# [WORK TASK]
From the line containing "Zoom in on distant" onward to the last line of the data below, copy each line exactly and add nothing.
--- DATASET CONTENT Enclosed Below ---
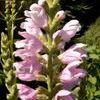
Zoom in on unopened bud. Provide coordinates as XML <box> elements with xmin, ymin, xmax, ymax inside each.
<box><xmin>55</xmin><ymin>10</ymin><xmax>65</xmax><ymax>20</ymax></box>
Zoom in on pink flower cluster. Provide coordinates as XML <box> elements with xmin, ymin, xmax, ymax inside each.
<box><xmin>14</xmin><ymin>2</ymin><xmax>49</xmax><ymax>81</ymax></box>
<box><xmin>14</xmin><ymin>1</ymin><xmax>87</xmax><ymax>100</ymax></box>
<box><xmin>14</xmin><ymin>2</ymin><xmax>48</xmax><ymax>100</ymax></box>
<box><xmin>54</xmin><ymin>43</ymin><xmax>87</xmax><ymax>100</ymax></box>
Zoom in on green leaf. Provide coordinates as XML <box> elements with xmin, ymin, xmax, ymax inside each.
<box><xmin>37</xmin><ymin>94</ymin><xmax>48</xmax><ymax>100</ymax></box>
<box><xmin>94</xmin><ymin>90</ymin><xmax>100</xmax><ymax>96</ymax></box>
<box><xmin>89</xmin><ymin>54</ymin><xmax>99</xmax><ymax>60</ymax></box>
<box><xmin>35</xmin><ymin>75</ymin><xmax>47</xmax><ymax>82</ymax></box>
<box><xmin>88</xmin><ymin>75</ymin><xmax>97</xmax><ymax>85</ymax></box>
<box><xmin>52</xmin><ymin>83</ymin><xmax>62</xmax><ymax>96</ymax></box>
<box><xmin>36</xmin><ymin>86</ymin><xmax>48</xmax><ymax>95</ymax></box>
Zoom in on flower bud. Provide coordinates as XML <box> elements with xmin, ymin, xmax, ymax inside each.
<box><xmin>55</xmin><ymin>10</ymin><xmax>65</xmax><ymax>20</ymax></box>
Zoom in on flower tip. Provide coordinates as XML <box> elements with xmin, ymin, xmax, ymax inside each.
<box><xmin>38</xmin><ymin>0</ymin><xmax>46</xmax><ymax>6</ymax></box>
<box><xmin>55</xmin><ymin>10</ymin><xmax>65</xmax><ymax>20</ymax></box>
<box><xmin>24</xmin><ymin>10</ymin><xmax>30</xmax><ymax>17</ymax></box>
<box><xmin>30</xmin><ymin>3</ymin><xmax>41</xmax><ymax>11</ymax></box>
<box><xmin>76</xmin><ymin>43</ymin><xmax>87</xmax><ymax>48</ymax></box>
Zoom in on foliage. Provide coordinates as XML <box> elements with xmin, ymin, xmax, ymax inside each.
<box><xmin>76</xmin><ymin>17</ymin><xmax>100</xmax><ymax>100</ymax></box>
<box><xmin>77</xmin><ymin>17</ymin><xmax>100</xmax><ymax>48</ymax></box>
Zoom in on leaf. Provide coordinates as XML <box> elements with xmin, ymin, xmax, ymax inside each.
<box><xmin>37</xmin><ymin>94</ymin><xmax>48</xmax><ymax>100</ymax></box>
<box><xmin>35</xmin><ymin>75</ymin><xmax>47</xmax><ymax>82</ymax></box>
<box><xmin>36</xmin><ymin>86</ymin><xmax>48</xmax><ymax>95</ymax></box>
<box><xmin>94</xmin><ymin>90</ymin><xmax>100</xmax><ymax>96</ymax></box>
<box><xmin>88</xmin><ymin>75</ymin><xmax>97</xmax><ymax>85</ymax></box>
<box><xmin>89</xmin><ymin>54</ymin><xmax>99</xmax><ymax>60</ymax></box>
<box><xmin>52</xmin><ymin>83</ymin><xmax>62</xmax><ymax>96</ymax></box>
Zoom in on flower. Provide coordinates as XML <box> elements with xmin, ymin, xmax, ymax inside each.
<box><xmin>54</xmin><ymin>90</ymin><xmax>74</xmax><ymax>100</ymax></box>
<box><xmin>24</xmin><ymin>3</ymin><xmax>48</xmax><ymax>28</ymax></box>
<box><xmin>53</xmin><ymin>20</ymin><xmax>81</xmax><ymax>49</ymax></box>
<box><xmin>17</xmin><ymin>84</ymin><xmax>37</xmax><ymax>100</ymax></box>
<box><xmin>58</xmin><ymin>43</ymin><xmax>87</xmax><ymax>64</ymax></box>
<box><xmin>14</xmin><ymin>48</ymin><xmax>35</xmax><ymax>60</ymax></box>
<box><xmin>62</xmin><ymin>20</ymin><xmax>81</xmax><ymax>41</ymax></box>
<box><xmin>14</xmin><ymin>31</ymin><xmax>42</xmax><ymax>53</ymax></box>
<box><xmin>13</xmin><ymin>57</ymin><xmax>41</xmax><ymax>81</ymax></box>
<box><xmin>60</xmin><ymin>63</ymin><xmax>86</xmax><ymax>90</ymax></box>
<box><xmin>20</xmin><ymin>18</ymin><xmax>42</xmax><ymax>36</ymax></box>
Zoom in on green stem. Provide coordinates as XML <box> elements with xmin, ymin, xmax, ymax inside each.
<box><xmin>47</xmin><ymin>0</ymin><xmax>53</xmax><ymax>7</ymax></box>
<box><xmin>46</xmin><ymin>0</ymin><xmax>60</xmax><ymax>99</ymax></box>
<box><xmin>47</xmin><ymin>35</ymin><xmax>53</xmax><ymax>100</ymax></box>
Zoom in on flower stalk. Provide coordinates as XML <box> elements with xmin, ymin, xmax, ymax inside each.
<box><xmin>12</xmin><ymin>0</ymin><xmax>87</xmax><ymax>100</ymax></box>
<box><xmin>1</xmin><ymin>0</ymin><xmax>18</xmax><ymax>99</ymax></box>
<box><xmin>46</xmin><ymin>0</ymin><xmax>60</xmax><ymax>99</ymax></box>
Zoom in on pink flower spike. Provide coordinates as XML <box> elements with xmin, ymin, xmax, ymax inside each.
<box><xmin>17</xmin><ymin>84</ymin><xmax>36</xmax><ymax>100</ymax></box>
<box><xmin>54</xmin><ymin>90</ymin><xmax>74</xmax><ymax>100</ymax></box>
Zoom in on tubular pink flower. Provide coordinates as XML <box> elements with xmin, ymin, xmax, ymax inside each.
<box><xmin>53</xmin><ymin>20</ymin><xmax>81</xmax><ymax>43</ymax></box>
<box><xmin>17</xmin><ymin>84</ymin><xmax>37</xmax><ymax>100</ymax></box>
<box><xmin>14</xmin><ymin>48</ymin><xmax>36</xmax><ymax>60</ymax></box>
<box><xmin>63</xmin><ymin>20</ymin><xmax>81</xmax><ymax>37</ymax></box>
<box><xmin>13</xmin><ymin>57</ymin><xmax>41</xmax><ymax>81</ymax></box>
<box><xmin>20</xmin><ymin>18</ymin><xmax>42</xmax><ymax>36</ymax></box>
<box><xmin>15</xmin><ymin>32</ymin><xmax>42</xmax><ymax>51</ymax></box>
<box><xmin>60</xmin><ymin>64</ymin><xmax>86</xmax><ymax>90</ymax></box>
<box><xmin>58</xmin><ymin>43</ymin><xmax>87</xmax><ymax>64</ymax></box>
<box><xmin>54</xmin><ymin>90</ymin><xmax>74</xmax><ymax>100</ymax></box>
<box><xmin>24</xmin><ymin>3</ymin><xmax>48</xmax><ymax>28</ymax></box>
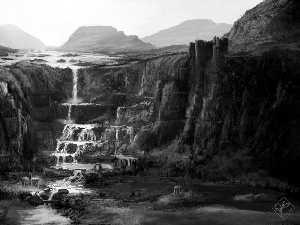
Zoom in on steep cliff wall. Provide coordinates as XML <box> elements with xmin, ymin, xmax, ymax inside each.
<box><xmin>162</xmin><ymin>37</ymin><xmax>300</xmax><ymax>185</ymax></box>
<box><xmin>77</xmin><ymin>54</ymin><xmax>189</xmax><ymax>153</ymax></box>
<box><xmin>0</xmin><ymin>62</ymin><xmax>72</xmax><ymax>170</ymax></box>
<box><xmin>67</xmin><ymin>39</ymin><xmax>300</xmax><ymax>185</ymax></box>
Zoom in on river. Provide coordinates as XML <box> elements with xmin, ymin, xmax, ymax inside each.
<box><xmin>0</xmin><ymin>49</ymin><xmax>120</xmax><ymax>67</ymax></box>
<box><xmin>0</xmin><ymin>177</ymin><xmax>95</xmax><ymax>225</ymax></box>
<box><xmin>0</xmin><ymin>49</ymin><xmax>117</xmax><ymax>224</ymax></box>
<box><xmin>1</xmin><ymin>200</ymin><xmax>71</xmax><ymax>225</ymax></box>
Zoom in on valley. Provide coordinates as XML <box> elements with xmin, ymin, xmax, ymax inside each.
<box><xmin>1</xmin><ymin>0</ymin><xmax>300</xmax><ymax>224</ymax></box>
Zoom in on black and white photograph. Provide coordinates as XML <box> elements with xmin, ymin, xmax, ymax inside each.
<box><xmin>0</xmin><ymin>0</ymin><xmax>300</xmax><ymax>224</ymax></box>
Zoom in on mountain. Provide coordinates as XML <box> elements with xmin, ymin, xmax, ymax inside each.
<box><xmin>0</xmin><ymin>24</ymin><xmax>45</xmax><ymax>50</ymax></box>
<box><xmin>141</xmin><ymin>19</ymin><xmax>232</xmax><ymax>47</ymax></box>
<box><xmin>224</xmin><ymin>0</ymin><xmax>300</xmax><ymax>54</ymax></box>
<box><xmin>60</xmin><ymin>26</ymin><xmax>155</xmax><ymax>52</ymax></box>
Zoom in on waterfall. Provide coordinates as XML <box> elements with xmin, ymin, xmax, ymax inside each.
<box><xmin>71</xmin><ymin>67</ymin><xmax>78</xmax><ymax>104</ymax></box>
<box><xmin>52</xmin><ymin>65</ymin><xmax>108</xmax><ymax>170</ymax></box>
<box><xmin>67</xmin><ymin>104</ymin><xmax>72</xmax><ymax>121</ymax></box>
<box><xmin>66</xmin><ymin>67</ymin><xmax>80</xmax><ymax>121</ymax></box>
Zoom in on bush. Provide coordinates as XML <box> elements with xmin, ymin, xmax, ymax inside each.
<box><xmin>200</xmin><ymin>150</ymin><xmax>253</xmax><ymax>181</ymax></box>
<box><xmin>134</xmin><ymin>130</ymin><xmax>157</xmax><ymax>155</ymax></box>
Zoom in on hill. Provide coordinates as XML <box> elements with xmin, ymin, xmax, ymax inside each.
<box><xmin>0</xmin><ymin>24</ymin><xmax>45</xmax><ymax>50</ymax></box>
<box><xmin>60</xmin><ymin>26</ymin><xmax>155</xmax><ymax>52</ymax></box>
<box><xmin>224</xmin><ymin>0</ymin><xmax>300</xmax><ymax>54</ymax></box>
<box><xmin>141</xmin><ymin>19</ymin><xmax>232</xmax><ymax>47</ymax></box>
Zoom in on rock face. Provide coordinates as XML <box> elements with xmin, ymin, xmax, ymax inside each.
<box><xmin>61</xmin><ymin>26</ymin><xmax>155</xmax><ymax>52</ymax></box>
<box><xmin>0</xmin><ymin>62</ymin><xmax>72</xmax><ymax>170</ymax></box>
<box><xmin>185</xmin><ymin>39</ymin><xmax>300</xmax><ymax>185</ymax></box>
<box><xmin>224</xmin><ymin>0</ymin><xmax>300</xmax><ymax>54</ymax></box>
<box><xmin>0</xmin><ymin>25</ymin><xmax>45</xmax><ymax>50</ymax></box>
<box><xmin>142</xmin><ymin>19</ymin><xmax>232</xmax><ymax>47</ymax></box>
<box><xmin>77</xmin><ymin>34</ymin><xmax>300</xmax><ymax>185</ymax></box>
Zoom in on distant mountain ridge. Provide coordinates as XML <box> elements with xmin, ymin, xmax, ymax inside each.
<box><xmin>141</xmin><ymin>19</ymin><xmax>232</xmax><ymax>47</ymax></box>
<box><xmin>60</xmin><ymin>26</ymin><xmax>155</xmax><ymax>52</ymax></box>
<box><xmin>223</xmin><ymin>0</ymin><xmax>300</xmax><ymax>54</ymax></box>
<box><xmin>0</xmin><ymin>24</ymin><xmax>45</xmax><ymax>50</ymax></box>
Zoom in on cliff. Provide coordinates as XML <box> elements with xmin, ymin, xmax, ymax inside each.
--- End of Enclosed DATASET CONTENT ---
# [OUTPUT OF THE TASK]
Zoom in on distant mountain ridge. Provide coordinates as XML <box> elements with xmin, ymin, xmax, ymax inside each.
<box><xmin>141</xmin><ymin>19</ymin><xmax>232</xmax><ymax>47</ymax></box>
<box><xmin>60</xmin><ymin>26</ymin><xmax>155</xmax><ymax>52</ymax></box>
<box><xmin>223</xmin><ymin>0</ymin><xmax>300</xmax><ymax>54</ymax></box>
<box><xmin>0</xmin><ymin>24</ymin><xmax>45</xmax><ymax>50</ymax></box>
Zoom in on cliff. Provide coordinates as XML <box> elements with xmin, ymin, xmax, ymax inside each.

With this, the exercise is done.